#### What you will do:
Write out the records as a numbered list, skipping blank lines, starting with the first line of the records and going on through the line with "negative clicks: (64, 104) (81, 102)".

#### Dataset extract:
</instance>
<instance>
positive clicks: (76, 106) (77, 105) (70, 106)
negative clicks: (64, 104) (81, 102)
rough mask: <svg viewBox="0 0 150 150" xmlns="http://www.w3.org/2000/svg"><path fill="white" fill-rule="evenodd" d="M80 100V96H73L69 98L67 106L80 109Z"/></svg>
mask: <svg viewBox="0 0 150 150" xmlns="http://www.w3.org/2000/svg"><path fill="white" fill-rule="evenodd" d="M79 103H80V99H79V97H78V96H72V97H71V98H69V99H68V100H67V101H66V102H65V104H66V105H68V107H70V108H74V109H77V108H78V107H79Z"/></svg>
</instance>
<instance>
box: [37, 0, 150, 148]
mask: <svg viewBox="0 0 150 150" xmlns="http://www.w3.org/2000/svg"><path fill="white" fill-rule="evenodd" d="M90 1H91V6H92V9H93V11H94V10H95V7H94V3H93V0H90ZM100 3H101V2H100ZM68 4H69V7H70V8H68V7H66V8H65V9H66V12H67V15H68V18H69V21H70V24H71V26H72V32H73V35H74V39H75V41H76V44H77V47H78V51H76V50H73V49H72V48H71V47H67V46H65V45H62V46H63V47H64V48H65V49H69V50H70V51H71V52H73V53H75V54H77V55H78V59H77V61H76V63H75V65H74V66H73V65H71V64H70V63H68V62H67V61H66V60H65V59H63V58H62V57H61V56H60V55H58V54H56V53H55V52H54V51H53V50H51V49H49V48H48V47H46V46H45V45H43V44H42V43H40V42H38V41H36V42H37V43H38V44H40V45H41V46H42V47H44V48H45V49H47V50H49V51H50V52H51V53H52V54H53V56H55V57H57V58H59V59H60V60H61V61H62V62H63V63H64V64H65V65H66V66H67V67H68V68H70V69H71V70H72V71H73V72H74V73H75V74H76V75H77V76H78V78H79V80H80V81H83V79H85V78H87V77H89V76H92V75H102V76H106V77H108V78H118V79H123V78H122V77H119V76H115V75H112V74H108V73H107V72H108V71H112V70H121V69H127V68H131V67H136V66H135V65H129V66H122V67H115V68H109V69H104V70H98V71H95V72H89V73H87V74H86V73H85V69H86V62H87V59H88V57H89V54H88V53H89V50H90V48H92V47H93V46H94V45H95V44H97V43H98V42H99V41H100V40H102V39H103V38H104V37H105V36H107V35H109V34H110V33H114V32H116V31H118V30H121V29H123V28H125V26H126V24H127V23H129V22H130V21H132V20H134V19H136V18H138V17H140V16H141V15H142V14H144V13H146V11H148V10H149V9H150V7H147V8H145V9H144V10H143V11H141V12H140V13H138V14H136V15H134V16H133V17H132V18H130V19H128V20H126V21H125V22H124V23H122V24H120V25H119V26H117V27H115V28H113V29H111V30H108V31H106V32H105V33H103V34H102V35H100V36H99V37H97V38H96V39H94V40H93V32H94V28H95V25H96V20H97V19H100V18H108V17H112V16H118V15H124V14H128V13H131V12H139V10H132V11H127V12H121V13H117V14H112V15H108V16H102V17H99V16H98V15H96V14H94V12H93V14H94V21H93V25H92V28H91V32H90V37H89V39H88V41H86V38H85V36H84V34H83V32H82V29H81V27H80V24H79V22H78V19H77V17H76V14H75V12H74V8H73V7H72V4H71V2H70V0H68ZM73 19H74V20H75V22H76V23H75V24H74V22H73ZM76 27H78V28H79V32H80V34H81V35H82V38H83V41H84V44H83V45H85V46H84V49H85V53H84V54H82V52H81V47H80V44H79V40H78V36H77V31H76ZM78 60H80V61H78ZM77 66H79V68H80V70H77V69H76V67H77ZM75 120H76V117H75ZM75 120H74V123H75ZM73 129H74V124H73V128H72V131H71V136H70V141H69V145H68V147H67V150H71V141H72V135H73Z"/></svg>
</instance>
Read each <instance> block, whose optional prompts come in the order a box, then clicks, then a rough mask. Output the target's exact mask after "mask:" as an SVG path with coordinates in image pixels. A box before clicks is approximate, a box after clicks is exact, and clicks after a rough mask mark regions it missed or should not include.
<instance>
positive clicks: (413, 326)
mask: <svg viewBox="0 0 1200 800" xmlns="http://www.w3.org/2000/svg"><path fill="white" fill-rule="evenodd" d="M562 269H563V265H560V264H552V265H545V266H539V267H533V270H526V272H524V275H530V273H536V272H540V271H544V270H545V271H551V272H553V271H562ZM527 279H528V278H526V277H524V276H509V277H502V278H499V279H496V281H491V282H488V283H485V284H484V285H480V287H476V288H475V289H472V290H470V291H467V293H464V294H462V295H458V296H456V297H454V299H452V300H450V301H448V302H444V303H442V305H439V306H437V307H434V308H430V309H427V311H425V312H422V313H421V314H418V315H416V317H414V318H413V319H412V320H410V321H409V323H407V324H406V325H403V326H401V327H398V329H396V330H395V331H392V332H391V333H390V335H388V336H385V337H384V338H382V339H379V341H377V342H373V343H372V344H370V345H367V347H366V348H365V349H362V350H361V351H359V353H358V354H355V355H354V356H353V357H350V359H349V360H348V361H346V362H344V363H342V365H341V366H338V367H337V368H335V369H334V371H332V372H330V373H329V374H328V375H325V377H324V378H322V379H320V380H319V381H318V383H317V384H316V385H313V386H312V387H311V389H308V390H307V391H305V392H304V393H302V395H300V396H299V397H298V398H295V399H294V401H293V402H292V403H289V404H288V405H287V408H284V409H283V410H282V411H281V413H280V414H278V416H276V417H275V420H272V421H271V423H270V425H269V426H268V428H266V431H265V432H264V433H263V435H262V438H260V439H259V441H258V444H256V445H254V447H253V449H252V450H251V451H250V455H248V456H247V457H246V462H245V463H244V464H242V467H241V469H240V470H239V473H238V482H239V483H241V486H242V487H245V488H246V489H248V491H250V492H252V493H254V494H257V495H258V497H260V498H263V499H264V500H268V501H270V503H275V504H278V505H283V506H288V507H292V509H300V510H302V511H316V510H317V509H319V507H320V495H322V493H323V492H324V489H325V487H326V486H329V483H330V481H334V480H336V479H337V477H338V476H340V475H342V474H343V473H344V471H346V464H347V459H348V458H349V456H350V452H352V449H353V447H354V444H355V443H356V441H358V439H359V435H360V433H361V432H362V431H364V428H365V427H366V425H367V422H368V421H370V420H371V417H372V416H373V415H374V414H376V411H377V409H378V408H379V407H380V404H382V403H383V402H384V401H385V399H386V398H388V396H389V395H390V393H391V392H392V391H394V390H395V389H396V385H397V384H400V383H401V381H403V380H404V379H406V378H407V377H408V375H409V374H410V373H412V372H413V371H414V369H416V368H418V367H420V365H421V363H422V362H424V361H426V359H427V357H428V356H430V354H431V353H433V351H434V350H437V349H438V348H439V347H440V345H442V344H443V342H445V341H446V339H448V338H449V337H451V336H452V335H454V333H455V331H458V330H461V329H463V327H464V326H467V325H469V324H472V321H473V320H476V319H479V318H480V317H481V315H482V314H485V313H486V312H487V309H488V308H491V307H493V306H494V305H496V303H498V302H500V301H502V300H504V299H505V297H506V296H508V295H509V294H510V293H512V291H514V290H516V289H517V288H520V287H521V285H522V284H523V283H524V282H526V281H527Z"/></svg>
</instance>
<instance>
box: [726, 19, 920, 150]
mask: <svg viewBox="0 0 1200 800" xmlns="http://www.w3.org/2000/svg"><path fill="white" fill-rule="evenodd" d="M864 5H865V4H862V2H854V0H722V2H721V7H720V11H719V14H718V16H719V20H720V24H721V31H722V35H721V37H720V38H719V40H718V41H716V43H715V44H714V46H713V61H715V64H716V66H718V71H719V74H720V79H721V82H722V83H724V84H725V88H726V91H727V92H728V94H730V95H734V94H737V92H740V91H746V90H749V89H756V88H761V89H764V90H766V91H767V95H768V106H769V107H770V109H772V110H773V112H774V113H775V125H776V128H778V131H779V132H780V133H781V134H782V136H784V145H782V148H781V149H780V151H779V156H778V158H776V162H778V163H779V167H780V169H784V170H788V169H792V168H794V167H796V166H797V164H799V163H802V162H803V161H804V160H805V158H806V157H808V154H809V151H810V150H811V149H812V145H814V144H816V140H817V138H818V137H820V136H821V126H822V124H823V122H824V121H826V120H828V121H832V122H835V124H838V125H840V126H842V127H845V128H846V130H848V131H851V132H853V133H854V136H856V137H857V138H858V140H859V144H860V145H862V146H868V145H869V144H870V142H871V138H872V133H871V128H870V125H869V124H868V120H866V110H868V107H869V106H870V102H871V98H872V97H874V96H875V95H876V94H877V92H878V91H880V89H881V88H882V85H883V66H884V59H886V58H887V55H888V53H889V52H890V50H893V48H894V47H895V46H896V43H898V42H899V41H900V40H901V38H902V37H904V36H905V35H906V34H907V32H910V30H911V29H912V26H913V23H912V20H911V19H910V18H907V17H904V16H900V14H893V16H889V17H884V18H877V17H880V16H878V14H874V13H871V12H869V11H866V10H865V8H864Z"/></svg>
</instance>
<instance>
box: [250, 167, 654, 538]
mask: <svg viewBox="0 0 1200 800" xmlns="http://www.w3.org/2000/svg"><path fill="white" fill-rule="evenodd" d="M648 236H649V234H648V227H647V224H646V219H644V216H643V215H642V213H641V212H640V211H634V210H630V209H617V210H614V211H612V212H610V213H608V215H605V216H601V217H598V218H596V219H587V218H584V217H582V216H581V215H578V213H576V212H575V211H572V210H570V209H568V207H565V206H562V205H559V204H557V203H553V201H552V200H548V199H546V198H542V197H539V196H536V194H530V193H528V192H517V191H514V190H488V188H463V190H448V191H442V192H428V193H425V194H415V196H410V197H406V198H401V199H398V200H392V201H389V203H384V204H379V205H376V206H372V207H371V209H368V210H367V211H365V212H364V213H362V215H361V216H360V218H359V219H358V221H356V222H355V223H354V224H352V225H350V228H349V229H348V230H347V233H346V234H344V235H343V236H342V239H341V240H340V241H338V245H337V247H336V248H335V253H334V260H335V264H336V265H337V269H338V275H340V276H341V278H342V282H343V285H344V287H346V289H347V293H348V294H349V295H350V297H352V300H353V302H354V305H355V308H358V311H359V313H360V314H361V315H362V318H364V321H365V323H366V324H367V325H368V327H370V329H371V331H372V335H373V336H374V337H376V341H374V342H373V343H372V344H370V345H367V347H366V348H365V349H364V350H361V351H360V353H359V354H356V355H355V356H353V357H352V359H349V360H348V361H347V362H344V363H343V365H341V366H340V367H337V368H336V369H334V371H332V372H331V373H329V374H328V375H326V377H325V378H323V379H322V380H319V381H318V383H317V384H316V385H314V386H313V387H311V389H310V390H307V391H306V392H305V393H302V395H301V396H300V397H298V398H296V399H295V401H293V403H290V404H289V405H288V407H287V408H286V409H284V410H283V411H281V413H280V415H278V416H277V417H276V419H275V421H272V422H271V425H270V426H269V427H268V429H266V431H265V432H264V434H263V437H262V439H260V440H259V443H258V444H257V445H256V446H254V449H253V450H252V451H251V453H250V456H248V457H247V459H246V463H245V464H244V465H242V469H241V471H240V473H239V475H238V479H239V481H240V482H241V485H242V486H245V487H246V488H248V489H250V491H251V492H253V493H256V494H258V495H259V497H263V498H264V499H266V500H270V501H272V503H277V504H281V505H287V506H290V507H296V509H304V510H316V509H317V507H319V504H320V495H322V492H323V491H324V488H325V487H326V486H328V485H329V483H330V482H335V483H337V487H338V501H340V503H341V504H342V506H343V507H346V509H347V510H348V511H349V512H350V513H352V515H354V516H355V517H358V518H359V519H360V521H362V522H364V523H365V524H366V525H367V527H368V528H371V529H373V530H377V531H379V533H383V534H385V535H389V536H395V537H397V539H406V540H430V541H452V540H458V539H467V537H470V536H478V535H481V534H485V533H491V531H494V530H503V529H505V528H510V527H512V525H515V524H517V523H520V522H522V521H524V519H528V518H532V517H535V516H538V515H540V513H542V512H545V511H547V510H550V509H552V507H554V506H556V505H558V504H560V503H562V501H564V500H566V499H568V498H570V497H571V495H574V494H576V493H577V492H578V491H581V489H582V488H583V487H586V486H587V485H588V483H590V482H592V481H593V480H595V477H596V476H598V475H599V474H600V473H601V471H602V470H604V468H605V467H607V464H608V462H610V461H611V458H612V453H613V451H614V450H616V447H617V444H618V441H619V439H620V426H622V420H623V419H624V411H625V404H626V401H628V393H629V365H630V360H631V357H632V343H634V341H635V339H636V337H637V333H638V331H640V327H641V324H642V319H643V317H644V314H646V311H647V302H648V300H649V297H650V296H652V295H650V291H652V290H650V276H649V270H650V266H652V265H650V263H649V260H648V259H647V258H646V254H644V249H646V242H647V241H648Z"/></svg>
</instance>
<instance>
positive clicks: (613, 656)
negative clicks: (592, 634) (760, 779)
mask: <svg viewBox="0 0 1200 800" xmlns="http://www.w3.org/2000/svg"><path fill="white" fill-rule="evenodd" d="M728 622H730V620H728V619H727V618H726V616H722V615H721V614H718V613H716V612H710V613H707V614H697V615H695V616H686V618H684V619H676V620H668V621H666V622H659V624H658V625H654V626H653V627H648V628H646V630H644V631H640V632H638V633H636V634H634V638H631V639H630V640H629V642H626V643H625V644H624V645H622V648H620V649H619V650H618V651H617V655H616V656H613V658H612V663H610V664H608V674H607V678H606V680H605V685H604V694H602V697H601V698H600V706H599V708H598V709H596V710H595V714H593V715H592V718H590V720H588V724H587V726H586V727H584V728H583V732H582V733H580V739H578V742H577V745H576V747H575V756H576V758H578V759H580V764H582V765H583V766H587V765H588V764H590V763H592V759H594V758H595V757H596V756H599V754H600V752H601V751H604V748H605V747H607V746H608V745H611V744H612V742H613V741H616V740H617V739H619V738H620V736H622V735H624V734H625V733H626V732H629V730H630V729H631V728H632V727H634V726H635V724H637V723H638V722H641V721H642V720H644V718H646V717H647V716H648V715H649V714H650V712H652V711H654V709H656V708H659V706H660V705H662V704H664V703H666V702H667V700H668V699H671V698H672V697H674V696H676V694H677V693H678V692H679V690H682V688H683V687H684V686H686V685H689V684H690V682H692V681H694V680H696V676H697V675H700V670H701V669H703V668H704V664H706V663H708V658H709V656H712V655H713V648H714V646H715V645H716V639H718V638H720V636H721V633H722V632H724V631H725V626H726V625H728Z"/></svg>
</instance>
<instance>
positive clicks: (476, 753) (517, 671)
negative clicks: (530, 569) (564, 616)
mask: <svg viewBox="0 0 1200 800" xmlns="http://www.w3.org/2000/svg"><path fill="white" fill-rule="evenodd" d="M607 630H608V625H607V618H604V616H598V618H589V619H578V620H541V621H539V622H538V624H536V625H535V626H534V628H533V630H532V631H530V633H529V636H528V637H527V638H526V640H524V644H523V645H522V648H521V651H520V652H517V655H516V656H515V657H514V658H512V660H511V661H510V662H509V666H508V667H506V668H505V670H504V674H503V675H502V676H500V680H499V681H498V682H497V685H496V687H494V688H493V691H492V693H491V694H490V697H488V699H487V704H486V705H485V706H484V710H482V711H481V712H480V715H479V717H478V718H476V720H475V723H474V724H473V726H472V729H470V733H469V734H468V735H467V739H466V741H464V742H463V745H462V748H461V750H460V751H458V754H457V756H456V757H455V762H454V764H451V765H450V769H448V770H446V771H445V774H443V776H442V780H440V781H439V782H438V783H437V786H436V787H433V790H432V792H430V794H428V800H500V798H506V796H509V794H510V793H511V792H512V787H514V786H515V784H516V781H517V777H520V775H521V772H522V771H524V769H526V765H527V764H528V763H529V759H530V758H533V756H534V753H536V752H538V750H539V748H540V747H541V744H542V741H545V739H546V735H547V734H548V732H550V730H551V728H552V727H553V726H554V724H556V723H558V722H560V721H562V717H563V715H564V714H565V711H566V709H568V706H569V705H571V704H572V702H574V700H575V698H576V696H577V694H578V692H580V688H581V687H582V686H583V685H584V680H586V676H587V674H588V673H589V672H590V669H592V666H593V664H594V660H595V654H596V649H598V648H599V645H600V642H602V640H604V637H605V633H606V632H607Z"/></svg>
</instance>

#### Task solution:
1. </instance>
2. <instance>
3. positive clicks: (76, 106) (77, 105) (70, 106)
4. negative clicks: (64, 104) (81, 102)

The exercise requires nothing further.